= Exercise objective =
In the items below, swap "instance" for "occurrence" wherever it occurs, and reproduce everything else unchanged.

↓

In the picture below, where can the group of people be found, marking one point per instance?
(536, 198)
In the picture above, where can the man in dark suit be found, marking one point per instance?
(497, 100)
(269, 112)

↑

= In response =
In the picture below, where can the group of people be found, marking one point per occurrence?
(536, 198)
In the picture above, where can the man in dark suit be found, marking one point per occurrence?
(497, 100)
(269, 112)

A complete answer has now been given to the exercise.